But you want to hear a zombie story? Fine, I'll tell you a zombie story.
No, really, don't. Dude, if you hate zombie stories, if zombie stories are beneath you, then don't tell a fucking zombie story.

The Last Weekend starts out witty and clever, but the "auctorial" 'tude has me quite ready to put it down after 25 pages.

Meanwhile, Motherless Child has completely pulled me in after 25 pages. The first trick was getting me to sympathize with the main character right from the opening scene:
Natalie started, caught the eyes of one bespectacled, boots-sporting pretend-cowboy who'd gone straight past Sophie to her, and felt herself blush. Did she really look decent in this dress anymore? Twenty-four years old and she already felt like a mom who'd donned a cheerleader costume in the hopes of feeling sexy again. Except Sophie'd been the cheerleader. And Johnson & Johnson wasn't sexy, no matter what dress it was wearing. Only the mom part was right.

"I'm going to check on our children," Natalie said.
Natalie is struggling to redefine herself as a single mom. Getting involved with a vampire is not going to help. It's easy to empathize with her conflicting emotions at feeling suddenly energized but also fearful, and that makes me want to keep reading.

THE WINNER: Motherless Child by Glen Hirshberg

Motherless Child moves on to the second round, to take on Mentats of Dune by Brian Herbert & Kevin J. Anderson.

_Data shown_:
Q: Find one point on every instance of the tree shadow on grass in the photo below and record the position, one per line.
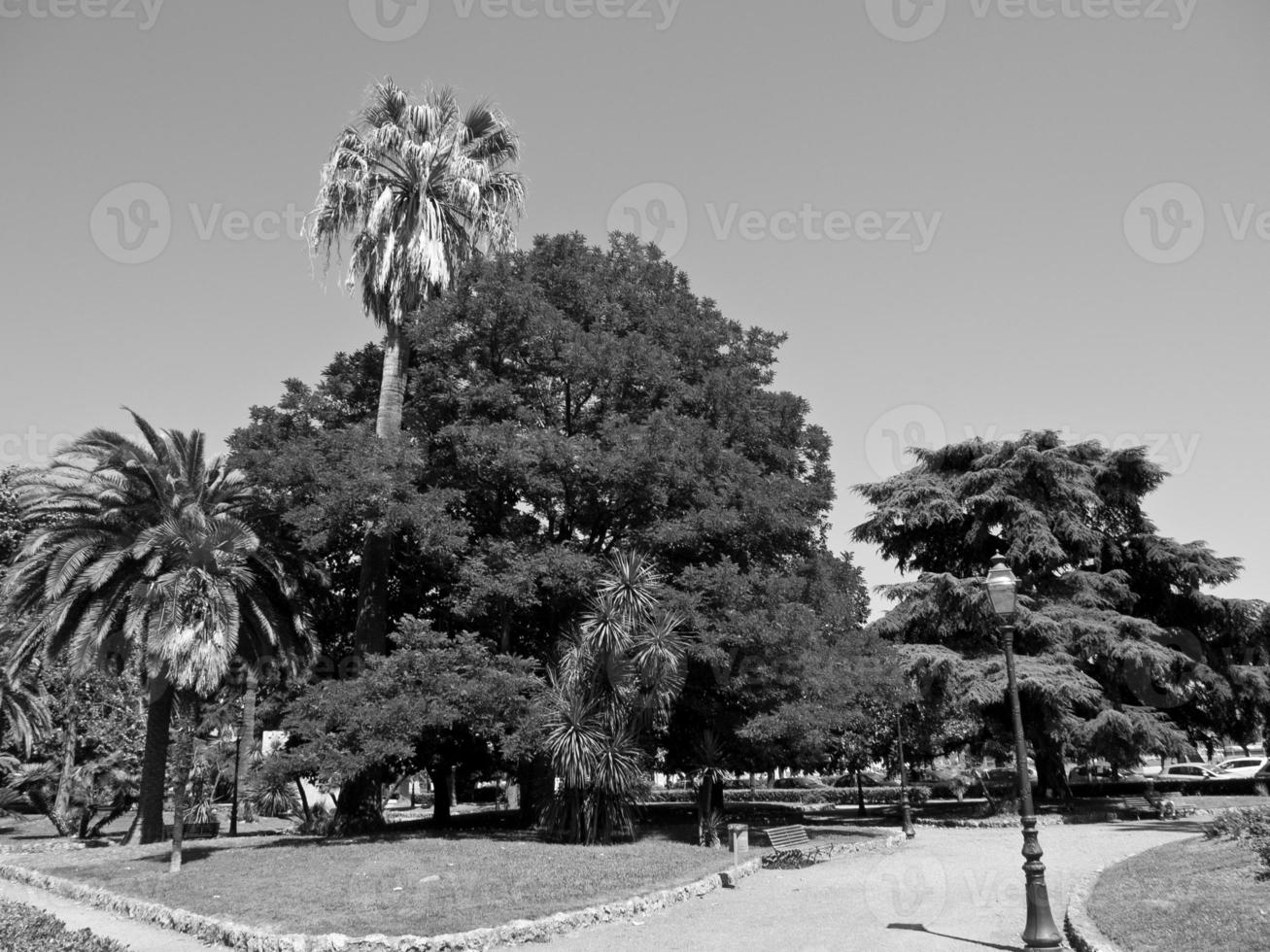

_Exercise description_:
Decide whether each statement agrees with the book review above: 1. The reviewer felt ready to stop reading The Last Weekend after 25 pages. 2. Natalie had been the cheerleader. 3. Motherless Child advances to face Mentats of Dune in the third round. Answer yes or no for each and quote the words from the review that decide it.

_Reply to the task_:
1. Yes: "has me quite ready to put it down after 25 pages."
2. No: "Except Sophie'd been the cheerleader."
3. No: "Motherless Child moves on to the second round, to take on Mentats of Dune by Brian Herbert & Kevin J. Anderson."